Copy out the records below, changing "expected" to "required" wherever it appears and leaving everything else as it is. Leave out the pictures.

Supplied data =
——————

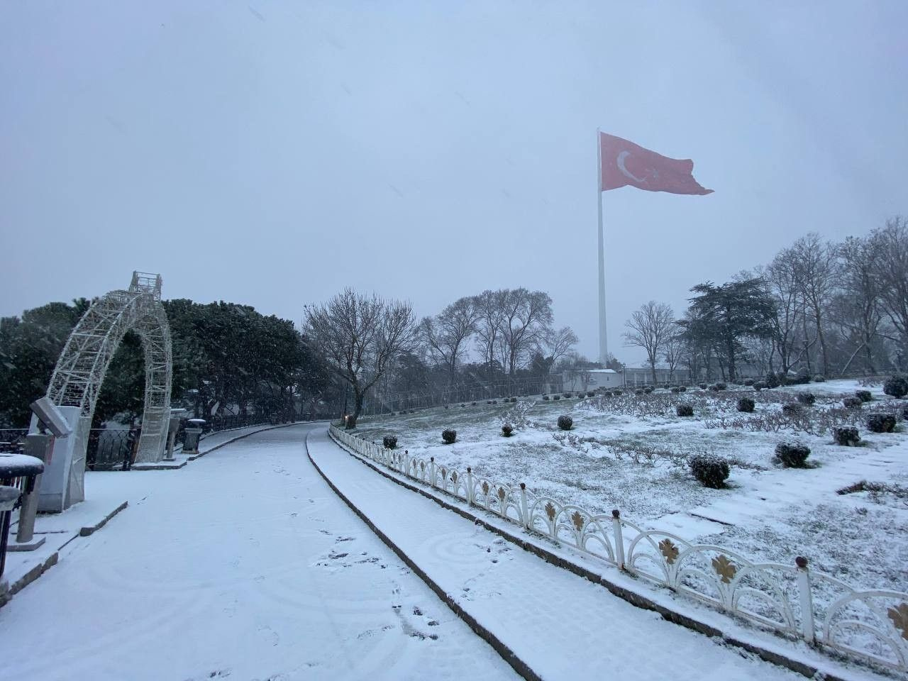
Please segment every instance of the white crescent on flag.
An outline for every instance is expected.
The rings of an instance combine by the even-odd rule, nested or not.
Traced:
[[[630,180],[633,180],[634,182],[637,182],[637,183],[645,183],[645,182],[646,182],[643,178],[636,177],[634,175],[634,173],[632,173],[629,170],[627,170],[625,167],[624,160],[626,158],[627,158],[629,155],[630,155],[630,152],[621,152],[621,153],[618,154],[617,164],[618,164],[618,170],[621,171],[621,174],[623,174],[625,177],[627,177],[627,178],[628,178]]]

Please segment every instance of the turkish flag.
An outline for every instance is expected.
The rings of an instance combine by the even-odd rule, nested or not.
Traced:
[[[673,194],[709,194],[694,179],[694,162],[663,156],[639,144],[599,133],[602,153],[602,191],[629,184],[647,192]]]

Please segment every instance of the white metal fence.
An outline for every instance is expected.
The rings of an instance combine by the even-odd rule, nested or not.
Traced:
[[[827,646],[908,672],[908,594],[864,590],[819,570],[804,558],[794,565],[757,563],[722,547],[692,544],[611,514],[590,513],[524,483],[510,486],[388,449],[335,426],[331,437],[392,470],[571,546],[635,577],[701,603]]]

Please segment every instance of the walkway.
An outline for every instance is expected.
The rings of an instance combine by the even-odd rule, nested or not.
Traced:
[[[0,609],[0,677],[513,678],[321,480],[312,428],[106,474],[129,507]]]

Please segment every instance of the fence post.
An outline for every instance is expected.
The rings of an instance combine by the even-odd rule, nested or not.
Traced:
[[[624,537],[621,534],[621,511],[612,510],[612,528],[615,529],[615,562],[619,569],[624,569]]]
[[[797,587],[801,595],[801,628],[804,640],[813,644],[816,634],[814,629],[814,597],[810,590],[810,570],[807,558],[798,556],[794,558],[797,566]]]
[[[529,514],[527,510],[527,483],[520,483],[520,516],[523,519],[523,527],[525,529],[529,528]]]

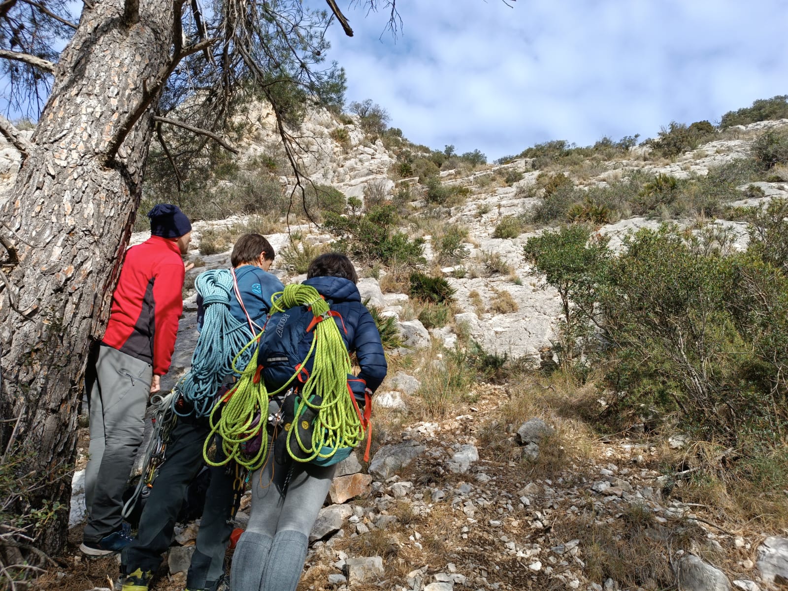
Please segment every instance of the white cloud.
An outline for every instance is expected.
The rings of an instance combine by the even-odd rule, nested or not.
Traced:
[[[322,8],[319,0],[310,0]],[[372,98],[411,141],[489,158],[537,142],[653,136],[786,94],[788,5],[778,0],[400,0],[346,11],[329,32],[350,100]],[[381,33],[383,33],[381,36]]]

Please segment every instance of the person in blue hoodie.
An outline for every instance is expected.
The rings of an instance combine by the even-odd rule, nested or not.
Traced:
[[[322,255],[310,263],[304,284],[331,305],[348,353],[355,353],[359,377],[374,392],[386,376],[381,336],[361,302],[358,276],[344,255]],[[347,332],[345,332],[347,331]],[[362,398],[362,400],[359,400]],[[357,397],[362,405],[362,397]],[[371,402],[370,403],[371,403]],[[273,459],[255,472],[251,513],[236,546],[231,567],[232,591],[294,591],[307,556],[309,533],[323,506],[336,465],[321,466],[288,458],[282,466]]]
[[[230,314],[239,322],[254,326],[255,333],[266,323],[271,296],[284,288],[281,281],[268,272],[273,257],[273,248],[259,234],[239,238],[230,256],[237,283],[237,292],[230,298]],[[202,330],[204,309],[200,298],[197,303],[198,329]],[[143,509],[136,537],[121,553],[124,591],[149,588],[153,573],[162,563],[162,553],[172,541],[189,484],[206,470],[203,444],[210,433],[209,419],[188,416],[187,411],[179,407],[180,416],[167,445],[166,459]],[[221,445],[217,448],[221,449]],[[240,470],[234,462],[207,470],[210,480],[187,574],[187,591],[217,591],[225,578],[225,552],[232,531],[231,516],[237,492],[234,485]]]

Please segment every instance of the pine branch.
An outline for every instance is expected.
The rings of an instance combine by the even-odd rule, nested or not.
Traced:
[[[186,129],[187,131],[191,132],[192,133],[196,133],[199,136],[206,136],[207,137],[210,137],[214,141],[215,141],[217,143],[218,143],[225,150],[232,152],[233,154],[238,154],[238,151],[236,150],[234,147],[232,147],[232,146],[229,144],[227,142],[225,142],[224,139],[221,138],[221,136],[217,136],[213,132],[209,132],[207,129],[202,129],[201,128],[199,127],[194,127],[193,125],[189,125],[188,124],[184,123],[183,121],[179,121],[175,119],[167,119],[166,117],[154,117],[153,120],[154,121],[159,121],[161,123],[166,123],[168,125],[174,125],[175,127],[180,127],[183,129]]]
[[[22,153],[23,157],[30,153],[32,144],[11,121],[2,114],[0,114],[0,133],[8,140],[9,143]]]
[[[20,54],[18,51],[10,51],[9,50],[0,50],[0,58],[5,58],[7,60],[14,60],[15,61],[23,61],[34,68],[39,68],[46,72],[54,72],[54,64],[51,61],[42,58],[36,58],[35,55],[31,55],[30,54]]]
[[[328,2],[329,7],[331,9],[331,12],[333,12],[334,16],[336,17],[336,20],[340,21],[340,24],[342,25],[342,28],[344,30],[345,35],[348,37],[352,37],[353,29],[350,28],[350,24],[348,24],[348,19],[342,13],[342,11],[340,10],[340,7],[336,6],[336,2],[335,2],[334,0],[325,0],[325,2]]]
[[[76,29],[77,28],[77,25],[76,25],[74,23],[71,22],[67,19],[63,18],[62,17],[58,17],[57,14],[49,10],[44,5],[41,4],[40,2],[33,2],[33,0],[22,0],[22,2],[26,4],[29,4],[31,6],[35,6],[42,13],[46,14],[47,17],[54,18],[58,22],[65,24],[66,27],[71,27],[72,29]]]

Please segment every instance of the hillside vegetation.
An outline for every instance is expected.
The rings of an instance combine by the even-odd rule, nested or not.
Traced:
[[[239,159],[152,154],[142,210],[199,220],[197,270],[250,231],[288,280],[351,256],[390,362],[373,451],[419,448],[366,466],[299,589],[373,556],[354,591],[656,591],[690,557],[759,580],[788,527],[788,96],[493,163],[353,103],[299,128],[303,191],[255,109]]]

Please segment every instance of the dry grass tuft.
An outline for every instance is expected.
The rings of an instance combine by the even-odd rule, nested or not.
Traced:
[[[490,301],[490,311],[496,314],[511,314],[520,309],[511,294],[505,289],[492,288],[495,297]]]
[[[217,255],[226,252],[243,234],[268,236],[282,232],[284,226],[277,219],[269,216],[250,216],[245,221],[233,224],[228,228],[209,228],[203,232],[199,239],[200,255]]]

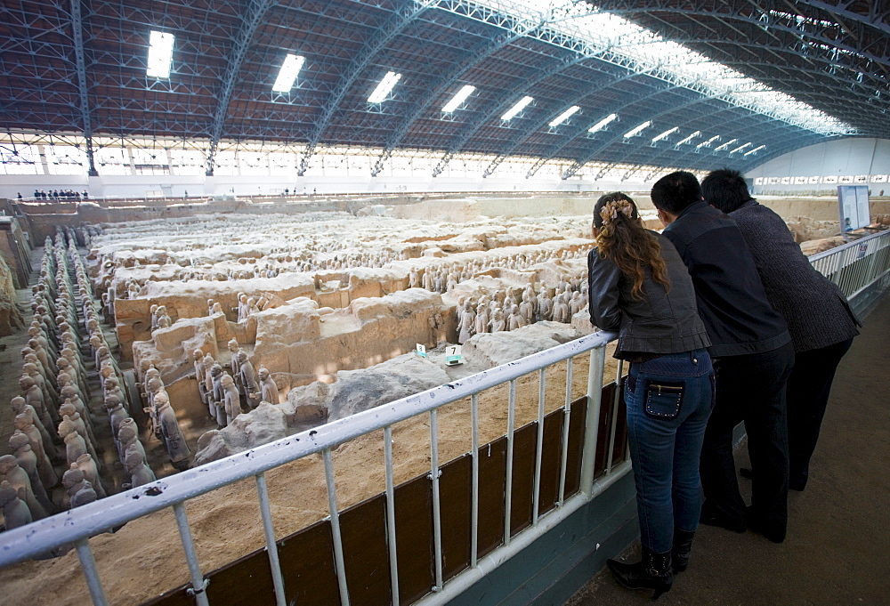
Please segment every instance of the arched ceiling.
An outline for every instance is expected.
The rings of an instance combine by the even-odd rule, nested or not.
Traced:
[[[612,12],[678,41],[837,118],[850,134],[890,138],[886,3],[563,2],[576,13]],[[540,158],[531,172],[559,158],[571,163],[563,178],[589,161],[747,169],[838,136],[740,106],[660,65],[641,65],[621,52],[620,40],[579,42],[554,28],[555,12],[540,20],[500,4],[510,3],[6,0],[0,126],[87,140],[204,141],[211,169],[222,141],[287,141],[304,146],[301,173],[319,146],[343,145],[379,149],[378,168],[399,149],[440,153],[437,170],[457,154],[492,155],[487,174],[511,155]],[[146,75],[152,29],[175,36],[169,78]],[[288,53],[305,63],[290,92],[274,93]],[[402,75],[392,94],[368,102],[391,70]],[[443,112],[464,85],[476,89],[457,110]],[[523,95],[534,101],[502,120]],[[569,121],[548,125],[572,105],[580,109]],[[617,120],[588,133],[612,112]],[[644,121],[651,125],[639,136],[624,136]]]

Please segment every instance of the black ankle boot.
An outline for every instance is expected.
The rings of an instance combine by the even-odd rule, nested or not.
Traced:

——————

Answer below =
Please segment every instance of the white crescent on flag.
An outline for every instance is required.
The rings of an instance combine by the even-odd rule, nested or not.
Traced:
[[[630,180],[633,180],[634,182],[637,182],[637,183],[645,183],[645,182],[646,182],[643,178],[636,177],[634,175],[634,173],[632,173],[629,170],[627,170],[625,167],[624,160],[626,158],[627,158],[629,155],[630,155],[630,152],[621,152],[621,153],[618,154],[617,164],[618,164],[618,170],[621,171],[621,174],[623,174],[625,177],[627,177],[627,178],[628,178]]]

Please segment every instance of the turkish flag.
An outline for every instance is required.
The rings of an instance combine by the even-odd rule, nested or not.
Traced:
[[[673,194],[709,194],[694,179],[694,162],[663,156],[639,144],[599,133],[602,153],[602,191],[629,184],[647,192]]]

Please segment every instance of the white metal fence.
An outline for every instance is required.
The rings of an instance combine by the even-odd rule, nested or not.
Traced:
[[[827,646],[908,672],[908,594],[864,590],[819,570],[804,558],[794,565],[757,563],[722,547],[692,544],[611,514],[590,513],[524,483],[510,486],[388,449],[335,426],[331,437],[392,470],[571,546],[635,577],[701,603]]]

Please segment every instance of the walkway.
An outline for every instance is required.
The rings of an instance combine by the even-odd rule, nested or not.
Traced:
[[[0,609],[0,677],[513,678],[321,480],[312,428],[106,474],[129,507]]]

Please segment every instance of the fence post.
An outline for every instance is required.
The rings of an instance combine by the even-odd rule, nested or not.
Traced:
[[[624,537],[621,534],[621,511],[612,510],[612,528],[615,529],[615,562],[619,569],[624,569]]]
[[[797,587],[801,595],[801,628],[804,640],[813,644],[816,634],[814,629],[814,597],[810,590],[810,570],[807,558],[798,556],[794,558],[797,566]]]
[[[529,514],[527,510],[527,483],[520,483],[520,516],[523,519],[523,527],[525,529],[529,528]]]

Please segment every instance of the white cloud.
An outline for every instance is required.
The rings of an instance combine by the even-odd rule, nested or not.
Traced:
[[[322,8],[319,0],[310,0]],[[372,98],[411,141],[489,158],[537,142],[653,136],[786,94],[788,5],[778,0],[400,0],[346,11],[329,32],[350,100]],[[381,33],[383,33],[381,36]]]

Please segment every instance of the person in blue hoodie.
An outline for every instance is required.
The rings of an instance combine by the even-odd rule, nested or not.
Traced:
[[[322,255],[310,263],[304,284],[331,305],[348,353],[355,353],[359,377],[374,392],[386,376],[381,336],[361,302],[358,276],[344,255]],[[347,332],[345,332],[347,331]],[[362,398],[362,400],[359,400]],[[357,397],[362,405],[362,397]],[[371,402],[370,403],[371,403]],[[273,459],[255,472],[251,513],[236,546],[231,567],[232,591],[294,591],[307,556],[309,533],[323,506],[336,465],[321,466],[288,458],[282,466]]]
[[[230,314],[239,322],[254,326],[255,333],[266,323],[271,296],[284,288],[281,281],[268,272],[273,257],[273,248],[259,234],[239,238],[230,256],[237,283],[237,292],[230,298]],[[202,330],[204,309],[200,298],[197,303],[198,329]],[[143,509],[136,537],[121,553],[124,591],[149,588],[153,573],[162,563],[162,553],[172,541],[189,484],[206,470],[203,444],[210,433],[209,419],[188,416],[187,411],[179,407],[180,416],[167,445],[166,459]],[[221,445],[217,448],[221,449]],[[240,470],[234,462],[207,470],[210,480],[187,574],[187,591],[217,591],[225,578],[225,552],[232,531],[231,516],[237,492],[234,485]]]

Please segment every instance of the pine branch.
An outline for every instance is required.
The rings of an instance combine by the even-odd rule, nested or not.
Traced:
[[[186,129],[187,131],[191,132],[192,133],[196,133],[199,136],[206,136],[207,137],[210,137],[214,141],[215,141],[217,143],[218,143],[225,150],[232,152],[233,154],[238,154],[238,151],[236,150],[234,147],[232,147],[232,146],[229,144],[227,142],[225,142],[224,139],[221,138],[221,136],[217,136],[213,132],[209,132],[207,129],[202,129],[201,128],[199,127],[194,127],[193,125],[189,125],[188,124],[184,123],[183,121],[179,121],[175,119],[167,119],[166,117],[154,117],[153,120],[154,121],[159,121],[161,123],[166,123],[168,125],[174,125],[175,127],[180,127],[183,129]]]
[[[22,153],[23,157],[30,153],[32,144],[11,121],[2,114],[0,114],[0,133],[8,140],[9,143]]]
[[[20,54],[18,51],[10,51],[9,50],[0,50],[0,58],[5,58],[7,60],[14,60],[15,61],[23,61],[34,68],[39,68],[46,72],[54,72],[54,64],[51,61],[42,58],[36,58],[35,55],[31,55],[30,54]]]
[[[328,2],[329,7],[331,9],[331,12],[333,12],[334,16],[336,17],[336,20],[340,21],[340,24],[342,25],[342,28],[344,30],[345,35],[348,37],[352,37],[353,29],[350,28],[350,24],[348,24],[348,19],[342,13],[342,11],[340,10],[340,7],[336,6],[336,2],[335,2],[334,0],[325,0],[325,2]]]
[[[76,29],[77,28],[77,25],[76,25],[74,23],[71,22],[67,19],[63,18],[62,17],[58,17],[57,14],[49,10],[44,5],[41,4],[40,2],[33,2],[33,0],[22,0],[22,2],[26,4],[29,4],[31,6],[35,6],[42,13],[46,14],[47,17],[54,18],[58,22],[65,24],[66,27],[71,27],[72,29]]]

Please segment every instance of the hillside vegetation.
An outline for every instance is required.
The rings of an instance combine by the even-odd rule, nested or not.
Traced:
[[[239,159],[152,154],[142,210],[199,220],[197,270],[250,231],[288,280],[351,256],[390,362],[373,451],[419,448],[366,466],[299,589],[373,556],[354,591],[656,591],[690,557],[759,580],[788,527],[788,96],[493,163],[353,103],[299,128],[303,191],[255,109]]]

Please segment every instance of the dry grass tuft.
An outline for every instance is required.
The rings of an instance combine by the even-odd rule, nested or not.
Traced:
[[[490,301],[490,311],[496,314],[511,314],[520,309],[511,294],[505,289],[492,288],[495,297]]]
[[[217,255],[226,252],[243,234],[268,236],[282,232],[284,226],[277,219],[269,216],[250,216],[245,221],[233,224],[228,228],[209,228],[203,232],[199,239],[200,255]]]

Please segment every instance of the arched ceiling.
An outline for every instance is required.
The rings of an instance combine by the even-odd rule, nested or not.
Traced:
[[[612,12],[678,41],[837,118],[850,134],[890,138],[886,3],[563,2],[576,13]],[[540,158],[531,172],[559,158],[571,163],[563,178],[589,161],[747,169],[838,136],[740,106],[660,65],[641,65],[621,52],[620,40],[579,42],[554,28],[555,12],[540,20],[500,4],[510,3],[6,0],[0,126],[87,140],[204,141],[211,169],[222,141],[287,141],[304,146],[301,173],[319,146],[343,145],[379,149],[378,168],[399,149],[440,153],[437,170],[457,154],[492,155],[487,174],[511,155]],[[146,75],[152,29],[175,36],[169,78]],[[288,53],[305,63],[290,92],[274,93]],[[402,75],[392,94],[368,102],[391,70]],[[443,112],[464,85],[476,89],[457,110]],[[523,95],[534,101],[502,120]],[[569,121],[548,125],[572,105],[580,109]],[[617,120],[588,133],[612,112]],[[644,121],[651,125],[639,136],[624,136]]]

Please segment every instance of the black ankle boot.
An outline for every instance is required.
The rings of an instance combine by the even-odd rule, nested or not.
Traced:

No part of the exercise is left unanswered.